_Extract provided_
>>>>
During the SEC’s seven-year national championship streak, only twice have the teams hoisting the crystal football at season’s end been unbeaten.
This season has a similar feel to it, especially given the way the teams in the league have beaten up on each other to this point. In other words, the odds are against anybody going unbeaten, although Alabama has the most favorable schedule.
There’s no getting around the metamorphosis that has taken place in this league in the first half of the season. In fact, the norm has suddenly become the 38-35 shootout, filled with explosive plays on offense and some of the finest quarterback play this league has seen in a long time.
Defense has long been the SEC’s trademark, but only two teams at the midway point are ranked in the top 20 nationally in total defense -- Florida (No. 3) and Alabama (No. 8).
And then there’s Texas A&M. The Aggies can score with anybody and lead the league in total offense (586.5 yards per game) and scoring offense (47.8 points per game). Unfortunately for them, they can’t stop anybody and rank last in the league in total defense (474.3 yards per game) and next to last in scoring defense (32 points per game).
We’ll see what the second half of the season holds, but times would seem to be changing in the SEC.
Here’s a look at some midseason accolades:
Johnny Manziel is having another outstanding season.
<<<<
_Task list_
1 – In the SEC midseason piece, condense the paragraph beginning "And then there’s Texas A&M" into a short bulleted list that keeps all of its figures.
2 – Please translate this sentence from the SEC midseason piece into Spanish: "Defense has long been the SEC’s trademark, but only two teams at the midway point are ranked in the top 20 nationally in total defense -- Florida (No. 3) and Alabama (No. 8)."

_Information shown_
>>>>
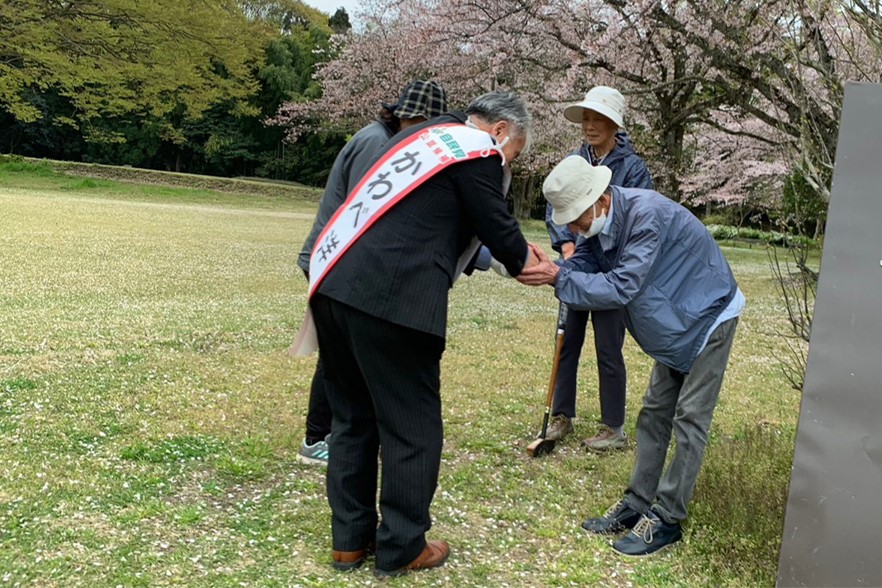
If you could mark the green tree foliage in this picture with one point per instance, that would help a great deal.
<<<<
_Solutions to the tasks_
1 –
- Texas A&M can score with anybody.
- Leads the league in total offense (586.5 yards per game) and scoring offense (47.8 points per game).
- Can't stop anybody.
- Ranks last in the league in total defense (474.3 yards per game) and next to last in scoring defense (32 points per game).

2 – La defensa ha sido durante mucho tiempo el sello distintivo de la SEC, pero a mitad de temporada solo dos equipos figuran entre los 20 primeros del país en defensa total: Florida (n.º 3) y Alabama (n.º 8).